» DIRECTIONS FOR THIS TASK: Change every "instance" in the listing below to "occurrence" and write the listing out again with nothing else altered. Leave the pictures out.

-- start DATA EXTRACT --

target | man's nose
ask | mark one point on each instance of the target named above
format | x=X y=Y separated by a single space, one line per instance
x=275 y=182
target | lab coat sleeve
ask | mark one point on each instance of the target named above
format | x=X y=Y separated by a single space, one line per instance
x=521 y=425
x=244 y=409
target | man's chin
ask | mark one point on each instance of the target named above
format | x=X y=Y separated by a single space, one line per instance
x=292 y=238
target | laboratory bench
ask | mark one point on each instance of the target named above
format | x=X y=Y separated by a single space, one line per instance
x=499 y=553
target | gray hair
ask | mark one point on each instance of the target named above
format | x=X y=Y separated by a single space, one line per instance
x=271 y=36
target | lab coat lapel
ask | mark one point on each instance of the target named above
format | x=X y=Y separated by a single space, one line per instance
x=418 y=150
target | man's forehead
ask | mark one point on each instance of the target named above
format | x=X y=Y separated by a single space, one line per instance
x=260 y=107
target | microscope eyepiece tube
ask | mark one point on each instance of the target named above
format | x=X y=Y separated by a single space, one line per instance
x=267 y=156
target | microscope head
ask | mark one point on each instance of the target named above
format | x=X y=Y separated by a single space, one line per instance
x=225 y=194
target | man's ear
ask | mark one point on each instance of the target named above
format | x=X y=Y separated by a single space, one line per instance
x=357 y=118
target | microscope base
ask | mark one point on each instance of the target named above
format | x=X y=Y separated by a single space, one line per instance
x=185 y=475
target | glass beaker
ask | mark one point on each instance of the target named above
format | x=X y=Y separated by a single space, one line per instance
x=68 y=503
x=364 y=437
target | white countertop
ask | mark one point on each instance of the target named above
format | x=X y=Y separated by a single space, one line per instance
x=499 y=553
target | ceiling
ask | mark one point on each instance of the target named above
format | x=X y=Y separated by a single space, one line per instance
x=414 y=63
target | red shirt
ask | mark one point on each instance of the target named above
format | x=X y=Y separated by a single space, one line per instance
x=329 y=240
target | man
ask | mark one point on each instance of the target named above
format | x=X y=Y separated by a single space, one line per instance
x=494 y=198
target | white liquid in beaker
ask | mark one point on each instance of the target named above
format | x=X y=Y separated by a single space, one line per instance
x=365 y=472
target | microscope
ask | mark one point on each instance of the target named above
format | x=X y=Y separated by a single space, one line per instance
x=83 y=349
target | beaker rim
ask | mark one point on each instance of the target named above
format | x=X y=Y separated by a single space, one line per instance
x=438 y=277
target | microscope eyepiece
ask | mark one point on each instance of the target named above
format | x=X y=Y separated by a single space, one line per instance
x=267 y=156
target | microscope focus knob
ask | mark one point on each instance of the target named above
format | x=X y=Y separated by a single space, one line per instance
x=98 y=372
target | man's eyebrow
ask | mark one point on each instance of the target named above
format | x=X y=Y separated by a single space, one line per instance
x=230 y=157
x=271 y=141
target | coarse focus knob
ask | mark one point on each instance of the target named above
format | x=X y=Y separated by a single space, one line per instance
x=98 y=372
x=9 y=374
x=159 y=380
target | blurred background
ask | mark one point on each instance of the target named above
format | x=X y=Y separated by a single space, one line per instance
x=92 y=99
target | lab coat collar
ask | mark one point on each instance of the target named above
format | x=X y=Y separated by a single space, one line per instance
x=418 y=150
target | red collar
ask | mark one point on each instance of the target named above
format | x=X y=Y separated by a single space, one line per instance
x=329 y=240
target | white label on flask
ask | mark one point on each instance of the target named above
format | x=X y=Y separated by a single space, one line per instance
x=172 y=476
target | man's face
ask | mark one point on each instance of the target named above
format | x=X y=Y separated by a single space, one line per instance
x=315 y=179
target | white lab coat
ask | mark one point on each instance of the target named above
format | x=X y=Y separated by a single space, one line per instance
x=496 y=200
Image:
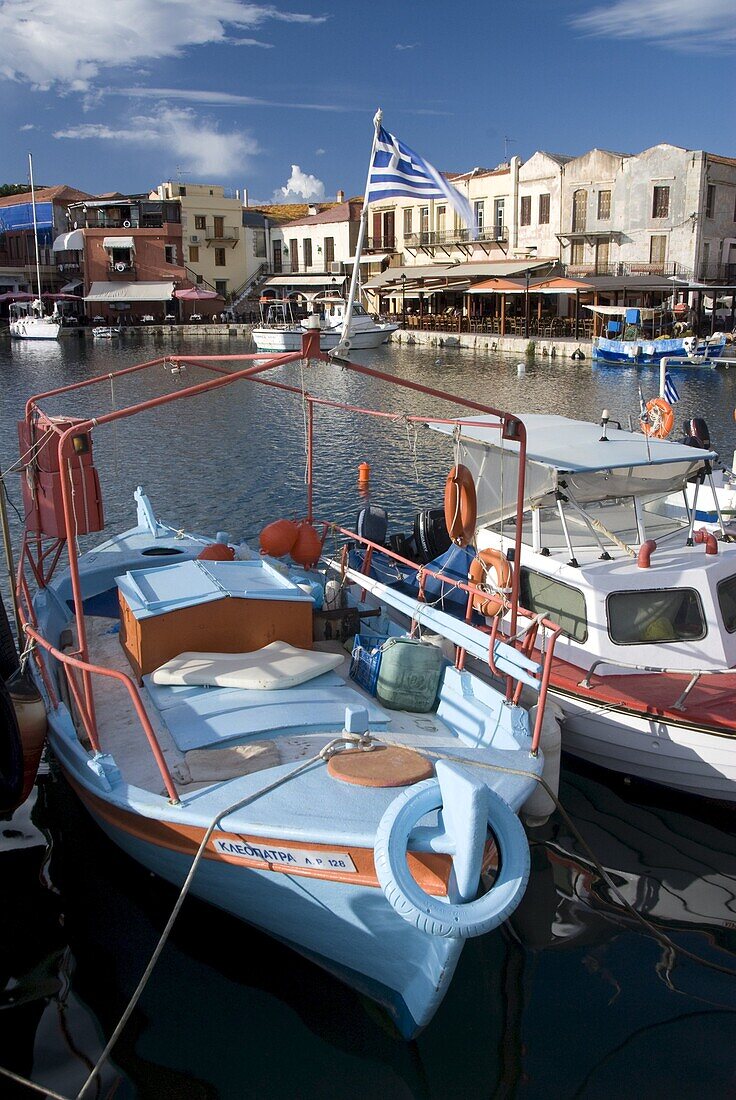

-- end DATA EXTRACT --

» FULL SOLUTION:
target | man's nose
ask | mark one point on each occurrence of the target named above
format | x=X y=Y separated by a single space, one line per occurrence
x=275 y=182
target | lab coat sleeve
ask | mark one point on each occurrence of the target named above
format | x=X y=Y separated by a single space, one line per occurrence
x=521 y=425
x=244 y=409
target | man's chin
ask | mark one point on each occurrence of the target named above
format | x=X y=Y separated by a single space, one line per occurrence
x=292 y=238
target | laboratory bench
ask | mark one point on each occurrence of the target named above
format | x=X y=Y separated by a single space, one line per occurrence
x=499 y=553
target | gray hair
ask | mark one point on each occurrence of the target named above
format | x=X y=Y separated by a single space, one line per occurrence
x=271 y=36
target | lab coat lapel
ask | mark one point on each occurrence of the target named above
format | x=X y=Y separated by a single space, one line per occurrence
x=418 y=150
target | man's forehead
ask | mark one point on each occurrence of the target named above
format | x=X y=Y separated by a single space, one line per occurrence
x=260 y=107
target | microscope eyepiece tube
ask | mark one point on each occurrence of the target named above
format | x=X y=Y separated by a single space, one line per occurrence
x=267 y=156
target | microscope head
ask | mark one point on each occurrence of the target named above
format | x=X y=Y separated by a single space, one line per occurrence
x=225 y=194
target | man's ear
ask | mark one point on each occurrence of the target named above
format | x=X y=Y separated by a single space, one line per occurrence
x=357 y=118
target | microscope base
ask | mark one point on each occurrence of the target named above
format | x=X y=Y separated by a single space, one line per occurrence
x=185 y=475
target | glass beaker
ask | mark one point on each occurrence of the target named above
format | x=X y=Y separated by a single space, one line per occurrence
x=68 y=503
x=364 y=437
target | white countertop
ask | mark one point on each occurrence of the target named above
format | x=X y=Y separated by a single space, one line per occurrence
x=499 y=553
target | ceiling
ask | mark one point on each occurrence of the target named above
format | x=X y=Y separated by a single space, one line per occurrence
x=414 y=63
target | red shirt
ask | mark one point on each occurrence of the target named above
format | x=X y=Y separated by a single space, one line per occurrence
x=329 y=240
target | man
ask | mark one point on each occurrence of the target named above
format | x=X y=Y separated by a single space, one line per occurrence
x=494 y=198
target | white liquid in beaker
ask | mark one point on each occurrence of the target named above
format | x=X y=Y separated by a single space, one line per occurrence
x=365 y=472
target | microscope
ask | mark one point on each occurrence of the target named above
format | x=X y=Y separated by a single space, one line per occurrence
x=83 y=349
target | beaker rim
ask | mark one point on each occurrence of the target named above
format | x=X y=Y separated by a single space, one line per occurrence
x=438 y=277
target | microscope eyepiece
ask | mark one point on each occurrence of the target named above
format | x=X y=Y separated by a single space, one line per occurrence
x=267 y=156
target | microscope focus knob
ask | mark one point on each occurrence of the target named above
format | x=X y=Y separated by a single space, one line per occurrence
x=98 y=372
target | man's eyebrow
ask | mark one point on each occurrence of the target named above
format | x=X y=Y separated by a single space, one line per occurrence
x=230 y=157
x=271 y=141
target | coarse focus knob
ask | mark one point on each occurrence of the target named above
format | x=X y=Y separated by a single space, one line per occurrence
x=98 y=372
x=9 y=374
x=159 y=380
target | blurred background
ask | mark one point on each occurrence of the target named above
format | x=X y=Y separated by a single space, one line per occurrence
x=92 y=99
target | lab coat collar
ask | mark one point on each occurrence of the target named above
format | x=X y=Y separated by a single space, one line per occurrence
x=418 y=150
target | red collar
ask | mark one point on each occurrence of the target named above
format | x=X y=Y separated by a single space, one line per occurrence
x=329 y=240
target | white label on flask
ask | mark one point on each occurrence of the target named above
format | x=X y=Y separated by a single space, one line per occurrence
x=172 y=476
target | man's face
ask | mark one point on each occurrence of the target named above
format | x=X y=Y separated by a single space, one line per occurrence
x=315 y=179
target | white lab coat
ask | mark one point on each occurrence of the target named above
format | x=X y=Y separated by a single space, one line per occurrence
x=496 y=200
Image:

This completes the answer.